Esercizi proposti
a) Nel testo su Thanatos, quale brano dei Pink Floyd viene citato?
b) Ricopi il passo del testo su Thanatos compreso tra «1. La porta» e «di presenze femminili.», estremi inclusi.

=== Testo del documento ===

12 Risposte a “Pian piano: Thanatos”

  1. La porta del salotto e’ socchiuda,quindi entro. Buio, aroma di cuoio e di tabacco da pipa che profuma di cacao, un vago sentore di rose e di vaniglia suggerisce la traccia di presenze femminili.
    Apro un poco i tendaggi per lasciare entrare la luce dorata e morente di questo strano autunno che si ostina a vestire abiti che non gli appartengono.
    “so, you think you can tell Heaven from Hell, blue skies from pain” e sono le note liquide dei Pink Floyd di “wish you were here” che si insinuano nella mia mente.
    Percepisco ad un tratto una presenza potente, mi giro piano e mi accorgo che una delle poltrone e’ occupata da Thanatos. Alle sue spalle, Eros cerca di materializzarsi.
    Eros implica sempre il rischio della presenza di Thanatos, e tuttavia può anche impallidire fino a svanire, col tempo, lasciando solo la malinconia dell’assenza.
    Thanatos esiste a prescindere.
    Dopo essere stati generati da Eros, non è forse Thanatos la prima esperienza nella quale ci imbattiamo e che condividiamo con la madre, dalle cui calde viscere veniamo brutalmente espulsi?
    E non è sempre il fuoco di Thanatos che ci spinge all’elaborazione del dolore ed alla ricerca di una via d’uscita? Solo chi ha visto il buio sa apprezzare la luce, e la capacità di gestire il dolore traendone insegnamento rappresenta la sublimazione dell’esperienza.
    Chi sopravvive a Thanatos ne esce fortificato.
    E via, siamo realisti: ad un certo punto della vita Eros, come un amante infedele, non ci riconoscerà più e si allontanerà. Thanatos, invece, ci sarà sempre accanto, fino all’ultimo respiro.
    “and there is nothing that I can do when I realize with freight that the spiderman is having me for dinner tonight”, sussurrano The Cure in “Lullaby”.
    Gioco,partita: Thanatos ha vinto, tanto vale cercare di scendere a patti con la sua presenza, anziché rinunciare a vivere nell’inutile tentativo di evitarla.
    Se quell’ultimo giorno dal buio di Thanatos emergerà l’alone luminoso di Eros, a die “ehi, quante ne abbiamo viste insieme”, e lo farà – so che lo farà – allora uscirò di scena con un sorriso.
    “she had a dream about the king of Sweden, he gave her things she was needing”.
    Esco danzando sulle note dell’irresistibile Cab Calloway, Minnie the moocher.
    Lascio la porta socchiusa.

=== Estratto del dataset ===

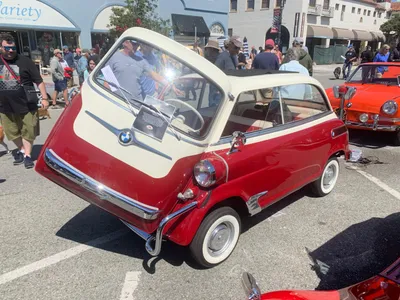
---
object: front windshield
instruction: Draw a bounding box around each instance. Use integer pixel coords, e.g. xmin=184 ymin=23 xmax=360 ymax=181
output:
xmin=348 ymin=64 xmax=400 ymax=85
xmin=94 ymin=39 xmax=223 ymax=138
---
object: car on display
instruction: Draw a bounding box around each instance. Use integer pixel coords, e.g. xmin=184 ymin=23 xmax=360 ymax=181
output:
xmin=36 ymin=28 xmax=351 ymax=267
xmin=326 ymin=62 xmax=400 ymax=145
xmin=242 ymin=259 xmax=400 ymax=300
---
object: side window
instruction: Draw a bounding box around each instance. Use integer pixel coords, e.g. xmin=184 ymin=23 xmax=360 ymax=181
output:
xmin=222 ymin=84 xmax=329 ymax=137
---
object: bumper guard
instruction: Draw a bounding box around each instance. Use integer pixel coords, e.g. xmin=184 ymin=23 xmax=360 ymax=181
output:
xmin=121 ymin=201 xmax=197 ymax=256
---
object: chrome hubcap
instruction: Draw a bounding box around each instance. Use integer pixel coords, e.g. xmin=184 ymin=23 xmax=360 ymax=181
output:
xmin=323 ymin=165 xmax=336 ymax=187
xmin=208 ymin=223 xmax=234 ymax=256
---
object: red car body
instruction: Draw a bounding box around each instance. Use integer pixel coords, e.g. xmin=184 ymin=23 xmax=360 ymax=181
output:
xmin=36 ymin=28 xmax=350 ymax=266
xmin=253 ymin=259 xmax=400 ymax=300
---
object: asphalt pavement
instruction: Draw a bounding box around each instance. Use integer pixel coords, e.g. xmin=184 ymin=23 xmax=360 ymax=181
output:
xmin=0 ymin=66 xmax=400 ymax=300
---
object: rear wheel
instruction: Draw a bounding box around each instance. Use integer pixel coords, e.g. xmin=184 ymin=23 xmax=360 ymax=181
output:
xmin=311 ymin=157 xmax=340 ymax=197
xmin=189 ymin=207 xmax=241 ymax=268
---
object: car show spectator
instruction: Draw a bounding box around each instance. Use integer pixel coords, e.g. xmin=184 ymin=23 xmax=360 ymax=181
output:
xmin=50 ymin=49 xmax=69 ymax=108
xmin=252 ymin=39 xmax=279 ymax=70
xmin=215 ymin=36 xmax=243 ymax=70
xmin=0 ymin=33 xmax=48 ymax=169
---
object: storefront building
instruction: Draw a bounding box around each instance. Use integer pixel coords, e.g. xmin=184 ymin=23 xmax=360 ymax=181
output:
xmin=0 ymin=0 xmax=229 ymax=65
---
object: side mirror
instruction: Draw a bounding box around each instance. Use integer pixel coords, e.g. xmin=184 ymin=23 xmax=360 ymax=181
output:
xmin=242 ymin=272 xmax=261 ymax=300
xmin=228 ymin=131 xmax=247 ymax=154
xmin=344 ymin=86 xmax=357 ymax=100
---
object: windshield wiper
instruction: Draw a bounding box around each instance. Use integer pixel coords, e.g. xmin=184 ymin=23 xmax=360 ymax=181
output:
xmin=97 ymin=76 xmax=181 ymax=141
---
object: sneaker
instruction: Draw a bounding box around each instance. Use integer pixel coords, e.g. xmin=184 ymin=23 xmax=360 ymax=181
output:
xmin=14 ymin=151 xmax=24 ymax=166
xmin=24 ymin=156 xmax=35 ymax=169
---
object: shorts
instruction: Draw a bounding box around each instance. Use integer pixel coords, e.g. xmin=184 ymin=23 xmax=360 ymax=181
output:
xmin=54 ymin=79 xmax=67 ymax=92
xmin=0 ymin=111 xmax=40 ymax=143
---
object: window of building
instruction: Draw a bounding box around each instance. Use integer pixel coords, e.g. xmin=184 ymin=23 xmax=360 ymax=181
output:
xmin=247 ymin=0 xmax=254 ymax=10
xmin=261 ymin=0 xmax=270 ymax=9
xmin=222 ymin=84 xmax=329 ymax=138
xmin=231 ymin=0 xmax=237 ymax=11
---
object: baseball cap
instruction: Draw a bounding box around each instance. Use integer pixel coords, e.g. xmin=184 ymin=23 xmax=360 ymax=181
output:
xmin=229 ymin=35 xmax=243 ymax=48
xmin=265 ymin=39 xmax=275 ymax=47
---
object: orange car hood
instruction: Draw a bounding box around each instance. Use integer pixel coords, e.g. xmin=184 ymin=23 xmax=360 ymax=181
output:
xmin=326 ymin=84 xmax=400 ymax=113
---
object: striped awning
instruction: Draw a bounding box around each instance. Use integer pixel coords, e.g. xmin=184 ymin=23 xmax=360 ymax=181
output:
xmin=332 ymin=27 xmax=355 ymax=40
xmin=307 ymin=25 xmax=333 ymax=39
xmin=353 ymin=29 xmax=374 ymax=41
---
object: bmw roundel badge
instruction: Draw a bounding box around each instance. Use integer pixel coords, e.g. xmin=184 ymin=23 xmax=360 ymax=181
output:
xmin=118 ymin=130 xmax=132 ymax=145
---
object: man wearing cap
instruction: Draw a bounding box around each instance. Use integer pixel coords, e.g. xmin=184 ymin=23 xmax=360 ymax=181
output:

===

Soluzioni complete
a) «wish you were here»

b)
1. La porta del salotto e’ socchiuda,quindi entro. Buio, aroma di cuoio e di tabacco da pipa che profuma di cacao, un vago sentore di rose e di vaniglia suggerisce la traccia di presenze femminili.